**SUPPLIED PASSAGE:**
New York Daily News

Snitch on bogus vehicle plates, get 25% of fine


New Yorkers may soon get a financial incentive for tattling on motorists with bogus or obscured license plates, the Daily News has learned.

State Sen. Andrew Gounardes on Tuesday introduced a bill that will allow New York City and other state municipali­ties to create an online program in which a bystander can report spotting a license plate they believe to be obscured, as well as “stolen, false or fraudulent.”

The city will follow up on complaints, and if tickets are given out, tipsters will get 25% of the fine, the bill states.

Fines vary due to the severity of the offense, but can range from $50 to $1,000. Those caught with fraudulent license plates and the equipment to make more can face four years in prison, as well as fines of up to $5,000.

Since the pandemic, motorists have used covered and bogus plates to fool speed and red-light cameras as well as computeriz­ed toll readers on the city’s bridges and tunnels.

Gounardes (D-Brooklyn) believes this tipster program will ultimately encourage motorists to follow the law and be safer drivers.

“Coming at this from a street-safety lens, we want to make sure that people aren’t violating the law twice, once by speeding and the other by obstructin­g their license plates to avoid speed cameras,” Gounardes said. “Covering up your license plates, speeding through school zones all add up and make [these motorists] terrible neighbors.”

[Saved entries]
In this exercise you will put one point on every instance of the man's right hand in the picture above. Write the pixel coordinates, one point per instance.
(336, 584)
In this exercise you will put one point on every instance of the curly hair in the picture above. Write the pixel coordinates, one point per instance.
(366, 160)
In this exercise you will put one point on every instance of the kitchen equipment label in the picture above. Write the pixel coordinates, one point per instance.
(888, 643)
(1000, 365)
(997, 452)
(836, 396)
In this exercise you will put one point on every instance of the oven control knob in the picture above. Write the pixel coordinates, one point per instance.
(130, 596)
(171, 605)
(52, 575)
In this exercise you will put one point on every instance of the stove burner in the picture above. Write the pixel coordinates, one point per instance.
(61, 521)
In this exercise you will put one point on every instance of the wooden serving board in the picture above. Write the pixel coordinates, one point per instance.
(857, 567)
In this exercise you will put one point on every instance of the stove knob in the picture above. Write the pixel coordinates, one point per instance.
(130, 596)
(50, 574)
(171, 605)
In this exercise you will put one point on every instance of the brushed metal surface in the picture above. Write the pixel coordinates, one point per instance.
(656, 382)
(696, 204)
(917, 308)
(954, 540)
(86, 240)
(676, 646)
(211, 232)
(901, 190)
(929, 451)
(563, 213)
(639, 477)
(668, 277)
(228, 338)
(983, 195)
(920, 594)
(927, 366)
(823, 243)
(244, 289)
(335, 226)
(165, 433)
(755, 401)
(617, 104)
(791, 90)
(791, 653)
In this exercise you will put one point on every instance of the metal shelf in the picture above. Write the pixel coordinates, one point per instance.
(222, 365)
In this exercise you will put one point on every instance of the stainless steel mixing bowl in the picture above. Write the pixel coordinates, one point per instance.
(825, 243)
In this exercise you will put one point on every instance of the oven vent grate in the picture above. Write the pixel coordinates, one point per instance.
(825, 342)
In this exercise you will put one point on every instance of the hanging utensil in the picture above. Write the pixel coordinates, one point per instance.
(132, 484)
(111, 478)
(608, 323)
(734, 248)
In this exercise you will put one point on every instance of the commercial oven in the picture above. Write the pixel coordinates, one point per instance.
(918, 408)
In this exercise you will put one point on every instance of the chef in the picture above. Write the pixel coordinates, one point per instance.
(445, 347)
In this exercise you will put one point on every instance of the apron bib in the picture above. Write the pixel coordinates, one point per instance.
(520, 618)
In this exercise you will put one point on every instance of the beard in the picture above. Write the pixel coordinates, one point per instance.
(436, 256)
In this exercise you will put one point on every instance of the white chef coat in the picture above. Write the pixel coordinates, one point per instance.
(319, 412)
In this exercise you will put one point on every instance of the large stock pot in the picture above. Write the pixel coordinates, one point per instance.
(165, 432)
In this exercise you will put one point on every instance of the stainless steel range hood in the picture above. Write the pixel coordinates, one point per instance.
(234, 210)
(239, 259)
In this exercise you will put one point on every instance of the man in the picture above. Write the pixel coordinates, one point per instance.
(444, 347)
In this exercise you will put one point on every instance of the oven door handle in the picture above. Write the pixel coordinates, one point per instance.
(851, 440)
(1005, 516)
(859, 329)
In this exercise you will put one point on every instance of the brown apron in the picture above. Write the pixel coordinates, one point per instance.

**ASSIGNED TASK 1:**
Repeat, word for word, the part of the license plate article between "New York Daily" and "the bill states.", inclusive.
**ASSIGNED TASK 2:**
Answer these questions using the license plate article:
(a) Who introduced the bill, and on what day?
(b) What share of the fine would tipsters get if tickets are issued?
(c) How long a prison term can people face if they are caught with fraudulent license plates and the equipment to make more?
**ASSIGNED TASK 3:**
Continue the article about rewards for reporting bogus license plates, picking up after its last sentence.

**RESULT 1:**
New York Daily News

Snitch on bogus vehicle plates, get 25% of fine


New Yorkers may soon get a financial incentive for tattling on motorists with bogus or obscured license plates, the Daily News has learned.

State Sen. Andrew Gounardes on Tuesday introduced a bill that will allow New York City and other state municipali­ties to create an online program in which a bystander can report spotting a license plate they believe to be obscured, as well as “stolen, false or fraudulent.”

The city will follow up on complaints, and if tickets are given out, tipsters will get 25% of the fine, the bill states.

**RESULT 2:**
(a) State Sen. Andrew Gounardes introduced it on Tuesday.
(b) Tipsters would get 25% of the fine.
(c) They can face four years in prison.

**RESULT 3:**
At the beginning of the summer, the NYPD, state police and the MTA vowed to crack down on bogus and obscured license plates.

Since 2017, the MTA’s Triborough Bridge and Tunnel Authority, with the help of the state police, have given out 36,000 summonses for obscured, blocked and forged license plates. They’ve also towed 6,200 vehicles of motorists with unpaid fines.

Last year, cops arrested 225 people on city streets and highways with fraudulent plates. Another 400 motorists were summonsed, the NYPD said.

“This is not going to be a top priority for law enforcemen­t, so why should we have that expectatio­n placed on them?” Gounardes asked. “This will empower people on the ground to help enforce the law.”

Gounardes’ new bill will be reviewed by the Transporta­tion Committee when the next legislativ­e session begins.

On Tuesday, Mayor Adams announced that the NYPD and the city sheriff’s office will begin to tow and auction off cars caught with illegal, fake or paper license plates.